__Tekst do przeczytania__
━━━━━━
Aha-no i tadam Fallout 2.
Gra która przeszedłem 34 razy. A kto wie, może kiedyś zaznę w nią grać po raz 35...? ;D
Często także instaluje sobie GTA:3 oraz Jedi Academy.
Ale ostatnio gram praktycznie w CoD, i czekam aż Shedałejj mi w końcu KOTORa wyśle lama jedna ;p
Niestety ostatnio znów mi mój net provider nawala i cesto wieczorami w CODa sobie popykac nie mogę...( ping 150...hf...) Ech...
A pozatym czasu na tych studiach nie ma niestety :<
...z choroby zacząłem dzisiaj ponownie Giants: Citizen Kabuto PL. Cóż rzec, gierka prosta, ale daje masę radochy . Warto przechodzić kolejne misje choćby dla kolejnych filmików, które miejscami po prostu powalają na ziemię . Wybuchowe kartofelki dziadziusia Burszurasa rządzą .
Z nudów wziąłem się za Halo: Combat Evolved, po raz 3. Wcześniej grałem w KOTORy. I tutaj ciekawostka: o ile KOTORa 2 przeszedłem po raz kolejny, to KOTOR 1 mnie znudził w połowie i przerwałem. Pod względem grywalności K2 bije 1 na głowe. Od wczoraj mam też demo Tomb Raider: Legend. Co prawda po TR III postanowiłem że dam sobie spokój z serią, ale demo baaardzo przypadło mi do gustu i teraz staram się o pełną wersję.
Ja gram w World of Warcraft zawalista gra. Czasami gram też w Jedi knight jedi outcast. Jak ma ktoś dobre kody to piszcie pls.
pare kodów: "god" na nieśmiertelność (nie działa na elektryczność i czasami na przepaść), "g_saberrealisticcombat 20" wystarczy dotknąć mieczem a odlatują głowy, ręce, ramiona, tłów, nogi, stopy, dłonie(najlepiej na Szturmowcach) i "g_knockback <liczba od 1 do 900000>" (najlepsza jest najwyższa liczba, wtedy jak jest dużo wolnej pszestrzeni a popchniesz gościa czasami znika ci z oczu.)
━━━━━━
__Zadania do wykonania__
**A.** Przytocz dokładnie fragment wpisów o grach komputerowych, od słów „A pozatym czasu” aż do słów „Burszurasa rządzą .”.
**B.** Kontynuuj wpisy o grach komputerowych, zaczynając zaraz po ich ostatnim zdaniu.
Dane nie są potrzebne do wykonania żadnego z zadań.

__Zestawienie danych__
━━━━━━
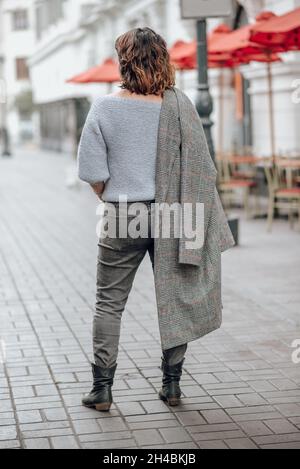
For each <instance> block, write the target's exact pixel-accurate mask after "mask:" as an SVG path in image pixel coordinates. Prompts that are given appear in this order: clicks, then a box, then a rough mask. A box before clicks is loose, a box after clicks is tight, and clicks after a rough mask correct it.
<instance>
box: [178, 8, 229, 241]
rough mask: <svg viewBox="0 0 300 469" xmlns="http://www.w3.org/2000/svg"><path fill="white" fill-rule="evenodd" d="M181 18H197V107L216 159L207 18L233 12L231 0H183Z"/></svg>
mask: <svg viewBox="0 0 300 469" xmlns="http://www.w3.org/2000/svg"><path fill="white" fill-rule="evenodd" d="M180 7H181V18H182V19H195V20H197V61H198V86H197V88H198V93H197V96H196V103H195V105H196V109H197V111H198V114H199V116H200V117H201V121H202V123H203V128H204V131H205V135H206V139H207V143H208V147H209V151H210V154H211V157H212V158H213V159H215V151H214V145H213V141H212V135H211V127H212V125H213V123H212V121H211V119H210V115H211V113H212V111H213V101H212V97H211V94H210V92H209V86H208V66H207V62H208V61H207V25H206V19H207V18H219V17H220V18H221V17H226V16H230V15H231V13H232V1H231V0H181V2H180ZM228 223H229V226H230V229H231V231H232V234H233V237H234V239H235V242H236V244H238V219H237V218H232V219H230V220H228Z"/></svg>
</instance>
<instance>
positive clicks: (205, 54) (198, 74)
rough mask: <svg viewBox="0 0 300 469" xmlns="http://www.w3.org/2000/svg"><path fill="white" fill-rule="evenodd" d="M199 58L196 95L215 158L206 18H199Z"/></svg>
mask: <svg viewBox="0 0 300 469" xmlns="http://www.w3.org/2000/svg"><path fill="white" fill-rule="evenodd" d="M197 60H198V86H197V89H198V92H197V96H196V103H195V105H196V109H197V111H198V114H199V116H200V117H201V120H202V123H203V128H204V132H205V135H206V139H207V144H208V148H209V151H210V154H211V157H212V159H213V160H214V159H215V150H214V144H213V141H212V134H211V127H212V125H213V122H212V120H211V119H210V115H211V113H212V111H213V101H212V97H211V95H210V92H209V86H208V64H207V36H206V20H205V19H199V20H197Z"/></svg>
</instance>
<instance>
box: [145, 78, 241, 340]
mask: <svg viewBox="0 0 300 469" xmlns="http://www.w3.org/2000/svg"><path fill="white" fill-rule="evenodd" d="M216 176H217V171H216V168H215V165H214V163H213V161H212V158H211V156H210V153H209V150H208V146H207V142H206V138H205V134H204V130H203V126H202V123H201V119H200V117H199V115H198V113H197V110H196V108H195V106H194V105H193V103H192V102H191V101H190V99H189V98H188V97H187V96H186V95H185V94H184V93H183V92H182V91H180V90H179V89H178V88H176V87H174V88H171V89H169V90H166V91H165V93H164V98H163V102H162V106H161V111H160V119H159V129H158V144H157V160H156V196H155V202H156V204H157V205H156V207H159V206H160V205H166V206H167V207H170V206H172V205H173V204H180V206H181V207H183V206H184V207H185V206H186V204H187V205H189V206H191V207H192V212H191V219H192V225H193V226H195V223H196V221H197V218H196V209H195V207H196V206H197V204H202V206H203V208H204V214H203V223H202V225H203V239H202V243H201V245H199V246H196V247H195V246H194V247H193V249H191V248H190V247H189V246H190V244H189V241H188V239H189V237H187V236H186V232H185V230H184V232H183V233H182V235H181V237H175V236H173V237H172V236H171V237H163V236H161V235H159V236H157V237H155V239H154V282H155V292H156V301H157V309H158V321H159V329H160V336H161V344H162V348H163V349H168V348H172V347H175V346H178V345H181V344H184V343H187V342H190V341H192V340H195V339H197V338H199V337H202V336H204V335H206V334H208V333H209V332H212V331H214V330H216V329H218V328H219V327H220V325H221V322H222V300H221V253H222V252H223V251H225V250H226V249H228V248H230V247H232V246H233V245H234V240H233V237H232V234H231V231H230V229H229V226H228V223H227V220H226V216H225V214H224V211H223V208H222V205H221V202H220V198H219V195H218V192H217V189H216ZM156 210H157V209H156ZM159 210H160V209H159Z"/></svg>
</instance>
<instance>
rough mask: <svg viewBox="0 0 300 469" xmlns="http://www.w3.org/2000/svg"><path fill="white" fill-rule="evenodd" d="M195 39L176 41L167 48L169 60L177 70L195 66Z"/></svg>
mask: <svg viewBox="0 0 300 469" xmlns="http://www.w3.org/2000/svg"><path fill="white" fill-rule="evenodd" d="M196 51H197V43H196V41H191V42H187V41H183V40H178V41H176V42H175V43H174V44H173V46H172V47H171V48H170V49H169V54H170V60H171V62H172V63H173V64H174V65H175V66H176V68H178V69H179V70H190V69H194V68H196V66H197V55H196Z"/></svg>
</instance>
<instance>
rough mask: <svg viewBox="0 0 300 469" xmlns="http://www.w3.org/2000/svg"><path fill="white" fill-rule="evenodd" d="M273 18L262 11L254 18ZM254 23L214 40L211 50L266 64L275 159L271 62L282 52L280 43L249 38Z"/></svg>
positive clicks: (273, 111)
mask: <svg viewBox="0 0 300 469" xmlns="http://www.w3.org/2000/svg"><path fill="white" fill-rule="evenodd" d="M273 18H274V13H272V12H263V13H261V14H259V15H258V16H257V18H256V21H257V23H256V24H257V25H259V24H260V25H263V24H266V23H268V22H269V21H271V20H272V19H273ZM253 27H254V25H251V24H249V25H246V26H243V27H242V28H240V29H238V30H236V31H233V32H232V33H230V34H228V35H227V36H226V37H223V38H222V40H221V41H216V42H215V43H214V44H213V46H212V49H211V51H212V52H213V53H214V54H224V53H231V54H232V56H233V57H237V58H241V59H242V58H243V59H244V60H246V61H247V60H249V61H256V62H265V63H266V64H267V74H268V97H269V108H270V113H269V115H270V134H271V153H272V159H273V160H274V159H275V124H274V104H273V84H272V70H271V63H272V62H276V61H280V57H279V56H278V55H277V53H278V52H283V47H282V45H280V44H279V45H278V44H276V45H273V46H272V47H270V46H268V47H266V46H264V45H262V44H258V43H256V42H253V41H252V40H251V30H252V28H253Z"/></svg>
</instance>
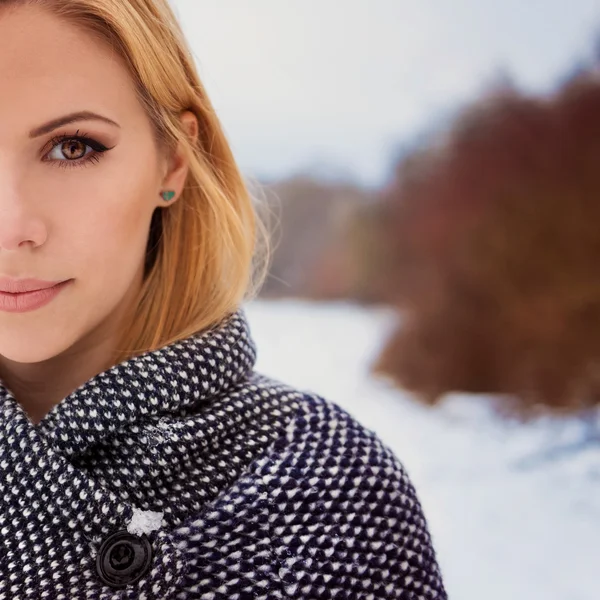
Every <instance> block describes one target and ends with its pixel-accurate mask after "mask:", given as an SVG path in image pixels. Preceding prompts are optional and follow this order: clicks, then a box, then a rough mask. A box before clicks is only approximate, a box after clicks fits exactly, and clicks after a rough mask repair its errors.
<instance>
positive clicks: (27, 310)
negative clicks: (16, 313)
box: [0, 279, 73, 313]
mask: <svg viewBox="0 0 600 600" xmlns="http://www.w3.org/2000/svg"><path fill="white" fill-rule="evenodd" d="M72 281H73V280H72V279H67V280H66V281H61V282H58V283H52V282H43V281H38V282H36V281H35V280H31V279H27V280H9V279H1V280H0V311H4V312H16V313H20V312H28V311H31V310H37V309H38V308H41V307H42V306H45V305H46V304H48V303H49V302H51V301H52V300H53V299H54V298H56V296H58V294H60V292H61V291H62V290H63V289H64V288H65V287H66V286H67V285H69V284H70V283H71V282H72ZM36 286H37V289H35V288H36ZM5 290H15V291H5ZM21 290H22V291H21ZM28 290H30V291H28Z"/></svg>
━━━━━━
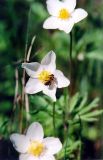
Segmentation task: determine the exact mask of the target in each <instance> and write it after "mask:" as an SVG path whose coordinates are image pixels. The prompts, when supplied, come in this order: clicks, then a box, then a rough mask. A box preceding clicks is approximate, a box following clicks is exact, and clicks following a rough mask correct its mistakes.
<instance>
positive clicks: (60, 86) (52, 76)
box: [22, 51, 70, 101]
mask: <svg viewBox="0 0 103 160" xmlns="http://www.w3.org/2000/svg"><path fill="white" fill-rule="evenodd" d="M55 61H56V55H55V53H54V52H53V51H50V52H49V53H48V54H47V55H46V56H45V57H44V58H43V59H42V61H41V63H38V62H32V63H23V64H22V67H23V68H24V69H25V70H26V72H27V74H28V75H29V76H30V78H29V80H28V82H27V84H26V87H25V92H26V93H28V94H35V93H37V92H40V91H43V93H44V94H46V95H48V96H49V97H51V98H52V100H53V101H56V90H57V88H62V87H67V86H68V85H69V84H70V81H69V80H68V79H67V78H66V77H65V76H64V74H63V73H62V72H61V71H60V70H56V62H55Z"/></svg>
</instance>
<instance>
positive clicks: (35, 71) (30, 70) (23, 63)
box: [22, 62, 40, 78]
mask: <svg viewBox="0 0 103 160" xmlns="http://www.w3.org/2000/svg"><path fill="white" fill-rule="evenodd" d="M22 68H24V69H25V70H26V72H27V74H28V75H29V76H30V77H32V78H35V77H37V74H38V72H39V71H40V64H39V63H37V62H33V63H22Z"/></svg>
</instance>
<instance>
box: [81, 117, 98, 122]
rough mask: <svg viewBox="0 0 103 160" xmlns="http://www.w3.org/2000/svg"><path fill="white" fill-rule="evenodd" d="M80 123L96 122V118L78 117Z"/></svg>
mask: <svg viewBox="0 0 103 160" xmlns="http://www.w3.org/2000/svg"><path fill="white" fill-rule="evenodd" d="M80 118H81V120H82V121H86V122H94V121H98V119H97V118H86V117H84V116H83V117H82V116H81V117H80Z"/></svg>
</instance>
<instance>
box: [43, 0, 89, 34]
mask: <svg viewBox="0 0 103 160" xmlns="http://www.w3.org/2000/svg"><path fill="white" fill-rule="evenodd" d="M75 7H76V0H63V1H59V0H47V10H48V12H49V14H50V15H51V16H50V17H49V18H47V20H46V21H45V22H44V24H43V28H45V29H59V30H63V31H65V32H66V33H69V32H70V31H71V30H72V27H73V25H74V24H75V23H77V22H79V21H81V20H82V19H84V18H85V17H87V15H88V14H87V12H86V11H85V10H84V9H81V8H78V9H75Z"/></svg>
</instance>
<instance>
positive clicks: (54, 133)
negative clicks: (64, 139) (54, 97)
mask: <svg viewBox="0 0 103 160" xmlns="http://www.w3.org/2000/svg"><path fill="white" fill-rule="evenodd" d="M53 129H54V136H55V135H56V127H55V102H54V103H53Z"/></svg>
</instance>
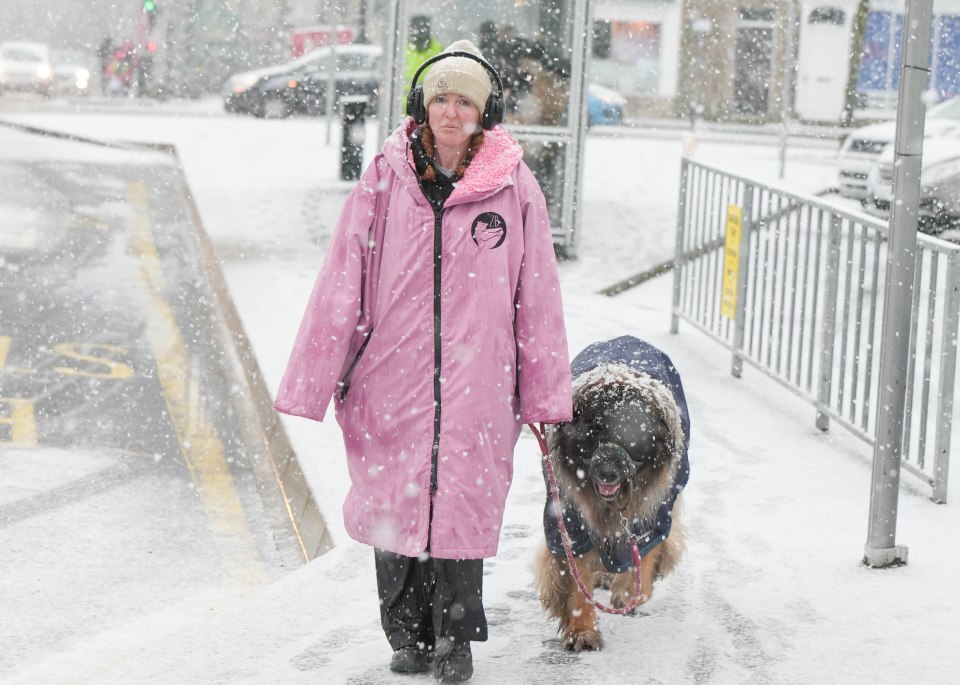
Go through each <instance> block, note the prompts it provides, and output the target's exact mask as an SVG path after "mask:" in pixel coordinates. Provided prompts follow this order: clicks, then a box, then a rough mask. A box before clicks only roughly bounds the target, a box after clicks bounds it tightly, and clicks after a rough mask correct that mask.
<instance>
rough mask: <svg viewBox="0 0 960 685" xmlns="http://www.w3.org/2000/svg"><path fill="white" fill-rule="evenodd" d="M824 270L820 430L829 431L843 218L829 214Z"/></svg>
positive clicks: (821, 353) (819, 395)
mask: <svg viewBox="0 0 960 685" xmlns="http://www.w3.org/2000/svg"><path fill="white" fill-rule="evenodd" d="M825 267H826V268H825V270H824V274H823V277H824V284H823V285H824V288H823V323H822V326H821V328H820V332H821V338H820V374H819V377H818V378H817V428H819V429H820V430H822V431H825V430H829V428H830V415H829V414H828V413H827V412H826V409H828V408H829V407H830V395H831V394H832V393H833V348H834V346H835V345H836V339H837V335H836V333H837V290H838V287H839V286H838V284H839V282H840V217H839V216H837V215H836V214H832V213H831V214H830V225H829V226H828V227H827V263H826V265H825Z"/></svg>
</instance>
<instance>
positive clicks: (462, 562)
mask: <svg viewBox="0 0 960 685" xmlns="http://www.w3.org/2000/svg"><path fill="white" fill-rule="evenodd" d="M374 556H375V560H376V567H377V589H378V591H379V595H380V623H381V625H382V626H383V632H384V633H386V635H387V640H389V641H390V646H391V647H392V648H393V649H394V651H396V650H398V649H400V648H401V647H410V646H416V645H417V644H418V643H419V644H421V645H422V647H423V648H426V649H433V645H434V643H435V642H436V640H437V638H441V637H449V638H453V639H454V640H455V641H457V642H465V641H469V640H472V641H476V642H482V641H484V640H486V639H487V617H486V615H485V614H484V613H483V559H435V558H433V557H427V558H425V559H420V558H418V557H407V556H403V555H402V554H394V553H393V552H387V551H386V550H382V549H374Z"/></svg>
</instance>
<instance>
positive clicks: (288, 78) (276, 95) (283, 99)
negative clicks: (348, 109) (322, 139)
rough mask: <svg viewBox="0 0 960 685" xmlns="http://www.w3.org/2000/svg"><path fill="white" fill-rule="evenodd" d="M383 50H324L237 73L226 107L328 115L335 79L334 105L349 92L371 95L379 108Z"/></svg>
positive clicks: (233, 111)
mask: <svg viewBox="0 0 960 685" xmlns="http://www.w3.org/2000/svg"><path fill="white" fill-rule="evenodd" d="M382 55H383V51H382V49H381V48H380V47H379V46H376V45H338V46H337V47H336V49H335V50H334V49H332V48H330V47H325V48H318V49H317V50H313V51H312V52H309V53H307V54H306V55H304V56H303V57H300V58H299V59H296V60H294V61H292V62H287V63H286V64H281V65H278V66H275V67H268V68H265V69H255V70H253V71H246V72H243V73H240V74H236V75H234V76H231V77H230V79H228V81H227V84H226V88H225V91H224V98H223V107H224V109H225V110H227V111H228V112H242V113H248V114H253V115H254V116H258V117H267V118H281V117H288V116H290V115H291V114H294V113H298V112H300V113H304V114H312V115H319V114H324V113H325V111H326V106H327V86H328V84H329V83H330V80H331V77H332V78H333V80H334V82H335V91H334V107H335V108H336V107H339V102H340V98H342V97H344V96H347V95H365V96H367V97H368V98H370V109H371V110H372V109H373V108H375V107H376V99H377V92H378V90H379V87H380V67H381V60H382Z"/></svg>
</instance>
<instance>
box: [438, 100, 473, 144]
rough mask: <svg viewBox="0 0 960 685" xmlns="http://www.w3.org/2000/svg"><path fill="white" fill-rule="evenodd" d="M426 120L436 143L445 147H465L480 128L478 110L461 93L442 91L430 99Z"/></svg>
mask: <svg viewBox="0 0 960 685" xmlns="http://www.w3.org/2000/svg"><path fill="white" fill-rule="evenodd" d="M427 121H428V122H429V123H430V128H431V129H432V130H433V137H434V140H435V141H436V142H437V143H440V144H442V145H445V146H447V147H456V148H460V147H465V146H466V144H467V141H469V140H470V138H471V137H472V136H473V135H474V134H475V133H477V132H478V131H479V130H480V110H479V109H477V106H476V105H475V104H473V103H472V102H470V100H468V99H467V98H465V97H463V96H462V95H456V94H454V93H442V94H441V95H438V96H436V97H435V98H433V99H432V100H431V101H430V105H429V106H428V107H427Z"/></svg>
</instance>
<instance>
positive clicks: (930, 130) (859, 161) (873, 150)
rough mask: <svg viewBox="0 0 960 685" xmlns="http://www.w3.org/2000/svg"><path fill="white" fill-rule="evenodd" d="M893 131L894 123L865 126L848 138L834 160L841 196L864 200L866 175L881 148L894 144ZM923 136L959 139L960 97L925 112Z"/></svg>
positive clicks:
━━━━━━
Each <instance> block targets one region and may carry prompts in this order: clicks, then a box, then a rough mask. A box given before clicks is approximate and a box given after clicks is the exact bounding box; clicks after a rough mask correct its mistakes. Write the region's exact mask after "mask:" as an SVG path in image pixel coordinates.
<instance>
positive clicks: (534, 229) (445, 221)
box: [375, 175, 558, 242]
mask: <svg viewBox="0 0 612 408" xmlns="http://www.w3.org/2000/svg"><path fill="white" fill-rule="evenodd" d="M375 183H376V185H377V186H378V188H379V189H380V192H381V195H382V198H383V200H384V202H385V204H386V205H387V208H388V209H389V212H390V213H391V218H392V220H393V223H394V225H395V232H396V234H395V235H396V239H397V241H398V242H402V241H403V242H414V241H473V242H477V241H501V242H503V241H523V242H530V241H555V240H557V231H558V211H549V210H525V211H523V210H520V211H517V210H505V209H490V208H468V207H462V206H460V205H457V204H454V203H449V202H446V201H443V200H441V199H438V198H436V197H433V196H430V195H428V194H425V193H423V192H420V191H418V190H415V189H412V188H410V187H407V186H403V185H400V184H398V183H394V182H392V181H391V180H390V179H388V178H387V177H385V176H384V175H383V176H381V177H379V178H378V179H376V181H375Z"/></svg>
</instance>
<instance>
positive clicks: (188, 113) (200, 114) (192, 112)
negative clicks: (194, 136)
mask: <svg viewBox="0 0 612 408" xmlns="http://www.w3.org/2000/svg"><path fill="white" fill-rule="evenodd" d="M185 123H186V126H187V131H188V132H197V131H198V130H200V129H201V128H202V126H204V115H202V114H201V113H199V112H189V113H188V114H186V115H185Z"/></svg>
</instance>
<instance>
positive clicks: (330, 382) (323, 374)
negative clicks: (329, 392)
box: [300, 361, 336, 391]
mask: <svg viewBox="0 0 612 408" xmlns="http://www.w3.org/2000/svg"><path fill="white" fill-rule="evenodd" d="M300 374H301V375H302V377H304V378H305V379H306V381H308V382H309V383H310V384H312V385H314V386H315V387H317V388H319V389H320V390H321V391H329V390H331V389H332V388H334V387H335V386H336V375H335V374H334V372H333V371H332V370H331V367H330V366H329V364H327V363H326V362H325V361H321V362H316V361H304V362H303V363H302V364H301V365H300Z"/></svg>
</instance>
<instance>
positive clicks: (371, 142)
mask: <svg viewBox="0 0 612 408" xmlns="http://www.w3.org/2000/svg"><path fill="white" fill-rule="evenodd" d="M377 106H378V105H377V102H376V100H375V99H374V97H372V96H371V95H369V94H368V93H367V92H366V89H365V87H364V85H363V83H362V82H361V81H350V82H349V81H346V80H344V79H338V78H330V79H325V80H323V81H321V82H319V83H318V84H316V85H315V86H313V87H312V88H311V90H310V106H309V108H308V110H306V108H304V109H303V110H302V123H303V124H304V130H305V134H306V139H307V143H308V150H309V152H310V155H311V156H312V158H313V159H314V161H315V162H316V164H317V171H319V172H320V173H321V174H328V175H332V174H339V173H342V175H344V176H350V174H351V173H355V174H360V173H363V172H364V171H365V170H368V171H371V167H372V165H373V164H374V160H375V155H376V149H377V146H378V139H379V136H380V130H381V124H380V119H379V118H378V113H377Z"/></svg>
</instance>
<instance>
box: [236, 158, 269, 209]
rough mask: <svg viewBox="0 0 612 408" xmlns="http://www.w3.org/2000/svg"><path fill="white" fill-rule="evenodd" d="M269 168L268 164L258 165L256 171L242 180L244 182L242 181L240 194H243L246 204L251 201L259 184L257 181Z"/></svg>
━━━━━━
__Odpowiedzi do zadań__
**A.**
A pozatym czasu na tych studiach nie ma niestety :<
...z choroby zacząłem dzisiaj ponownie Giants: Citizen Kabuto PL. Cóż rzec, gierka prosta, ale daje masę radochy . Warto przechodzić kolejne misje choćby dla kolejnych filmików, które miejscami po prostu powalają na ziemię . Wybuchowe kartofelki dziadziusia Burszurasa rządzą .

**B.**
gram w "Diabła w kamieniu" (polski moduł do NWN) i za jasną chorobę nie wiem, co robić. Jestem w labiryncie ruin templariuszy, "pogadałem" z dużą księgą, okazało się, że potrzebuję jakiegoś klucza templariuszy. Może ktoś w to grał i wspomoże?
...kumpel z klasy (notabene mój krewny) przekonał mnie do gierki zwanej Tibia. Jest to MMORPG o śmiesznej, przedpotopowej grafice, który jednak wciąga .
W wakacje mam zamiar skończyć jeszcze raz Sagę Baldur`s Gate. Ambitny plan .
że jako chyba jedyny na tym forum gram w świetna grę przez neta LINEAGE 2. RpG osadzony w świercie smoków i magii.
<-------P O L E C A M------->
...KILL.SWITCH z najnowszego CLICKa!. Niezbyt skomplikowana strzelanka TPP z naciskiem na krycie się za przeszkodami i bieganie od kryjówki do kryjówki. Inteligencja przeciwników niestety zawodzi, czasem tylko któryś niemrawo stara się cię zajść po cichu od tyłu . Gra szybko popada w schematy, więc do dłuższego grania się nie nada, ale jest w sam raz na krótkie odstresowanie po 7 godzinach poprawiania ocen .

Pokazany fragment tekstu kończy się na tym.